***** Given data *****
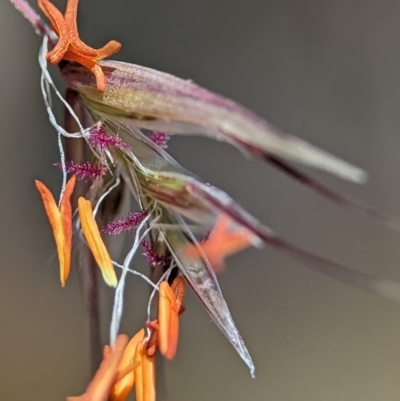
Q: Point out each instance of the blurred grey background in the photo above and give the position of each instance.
(325, 71)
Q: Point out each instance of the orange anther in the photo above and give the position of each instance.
(168, 322)
(125, 377)
(221, 243)
(145, 375)
(95, 243)
(61, 223)
(104, 378)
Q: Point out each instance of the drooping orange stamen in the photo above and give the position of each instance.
(221, 243)
(170, 340)
(122, 387)
(95, 243)
(145, 375)
(70, 47)
(61, 223)
(168, 322)
(104, 378)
*****
## What needs to be done:
Extract exactly the lines between the line containing "Q: Point out each instance of the orange" and the end of the data, including both.

## Reply to the exercise:
Q: Point out each instance of the orange anther in the photo above and give the position of each instance.
(168, 322)
(125, 377)
(221, 243)
(145, 375)
(95, 243)
(61, 223)
(104, 378)
Q: Point out each instance of the drooping orange stamen in the photo above and give the position of each instance.
(221, 243)
(170, 340)
(122, 387)
(95, 243)
(145, 375)
(70, 47)
(61, 223)
(168, 322)
(104, 378)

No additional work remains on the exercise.